» **QUOTED PASSAGE**
◇ ◇ ◇ ◇ ◇ ◇ ◇

The Battle of Ox Hill: Developers: 1, Preservationists: 0

You would think that having lived in Northern Virginia twenty years I would have some idea of the Civil War battles fought in my area. Yes, I was aware of both Battles of Manassas. I have even visited the site with my daughter a few years back. It was a sobering experience to walk across the battlefield. It was not difficult to imagine the carnage and horror that were twice visited there because it has been well preserved. You can walk for miles along well-defined paths and read the many markers along the way. You can also refer to the brochures liberally handed out at the Visitor’s Center.

Fortunately there is not much in the way of development encroaching on this sacred ground. But don’t think developers haven’t tried. In the early 1990s Disney purchased some acreage along the battlefield to develop — what else — a theme park based on American history. Thankfully the community and preservationists managed to kill the proposal before a spade’s worth of dirt was turned over. And yet development encroaches along the battlefield’s edges. As real estate prices escalate and as our memories of the Civil War recede I wonder how much longer this battlefield can remain unspoiled.

I hadn’t realized that a significant civil war battle was fought right here in Fairfax County. It was called the Battle of Ox Hill (or sometimes the Battle of Chantilly). It occurred on September 1, 1862 during a hellacious thunderstorm. All this history happened about five miles from my house. This was not some minor skirmish. This battle occurred shortly after the Second Battle of Manassas. Union forces were busy staging a hasty retreat after having gotten beat badly by General Stonewall Jackson and the Army of Northern Virginia at Manassas. There were believed to be 2100 casualties from the Battle of Ox Hill. Among the dead were two Union generals: Major General Philip Kearny and Major General Isaac Stevens. I’m no civil war buff but I’m pretty sure the Battle of Ox Hill was the closest Civil War battle to Washington, D.C. After the battle Stonewall Jackson, trying to outflank the Union forces sent his army toward Leesburg. From there his army crossed the Potomac and eventually participated in the Battle of Antietam on September 16th, 1862. That battle of course became infamous as the bloodiest of the Civil War. It killed or wounded over 23,000 soldiers.

◇ ◇ ◇ ◇ ◇ ◇ ◇

» **SHORT TASK 1**
According to the essay on the Battle of Ox Hill, on what date was that battle fought?
» **SHORT TASK 2**
Copy out the essay on the Battle of Ox Hill from "The Battle of Ox Hill: Developers: 1, Preservationists: 0" up to and including "the Visitor’s Center.".
The entries have no connection to the essay on the Battle of Ox Hill.

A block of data
◇ ◇ ◇ ◇ ◇ ◇ ◇

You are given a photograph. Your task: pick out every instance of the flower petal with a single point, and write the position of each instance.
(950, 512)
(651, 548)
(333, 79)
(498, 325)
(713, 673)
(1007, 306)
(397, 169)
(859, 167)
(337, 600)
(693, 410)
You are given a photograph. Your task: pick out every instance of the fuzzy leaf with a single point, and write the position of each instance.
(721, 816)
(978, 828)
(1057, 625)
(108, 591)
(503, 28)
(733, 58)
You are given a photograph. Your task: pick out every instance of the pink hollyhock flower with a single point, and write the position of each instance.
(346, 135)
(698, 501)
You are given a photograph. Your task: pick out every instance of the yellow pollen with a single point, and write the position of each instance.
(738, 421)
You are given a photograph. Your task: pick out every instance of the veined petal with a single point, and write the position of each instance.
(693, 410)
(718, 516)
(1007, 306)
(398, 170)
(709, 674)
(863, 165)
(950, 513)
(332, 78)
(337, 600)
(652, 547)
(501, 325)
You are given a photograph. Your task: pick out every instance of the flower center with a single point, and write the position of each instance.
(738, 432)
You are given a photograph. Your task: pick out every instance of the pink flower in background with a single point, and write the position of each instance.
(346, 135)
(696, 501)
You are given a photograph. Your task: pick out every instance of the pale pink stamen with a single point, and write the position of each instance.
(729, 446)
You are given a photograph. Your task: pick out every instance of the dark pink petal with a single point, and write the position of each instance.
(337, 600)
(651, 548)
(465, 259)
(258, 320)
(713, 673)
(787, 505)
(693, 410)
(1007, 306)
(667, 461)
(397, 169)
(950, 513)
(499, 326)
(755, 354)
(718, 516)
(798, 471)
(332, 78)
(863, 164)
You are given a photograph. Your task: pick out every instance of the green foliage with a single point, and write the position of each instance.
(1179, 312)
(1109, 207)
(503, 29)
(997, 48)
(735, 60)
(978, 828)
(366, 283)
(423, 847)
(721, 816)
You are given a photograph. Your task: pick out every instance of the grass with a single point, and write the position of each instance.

◇ ◇ ◇ ◇ ◇ ◇ ◇

» **WRITTEN RESPONSE 1**
September 1, 1862

» **WRITTEN RESPONSE 2**
The Battle of Ox Hill: Developers: 1, Preservationists: 0

You would think that having lived in Northern Virginia twenty years I would have some idea of the Civil War battles fought in my area. Yes, I was aware of both Battles of Manassas. I have even visited the site with my daughter a few years back. It was a sobering experience to walk across the battlefield. It was not difficult to imagine the carnage and horror that were twice visited there because it has been well preserved. You can walk for miles along well-defined paths and read the many markers along the way. You can also refer to the brochures liberally handed out at the Visitor’s Center.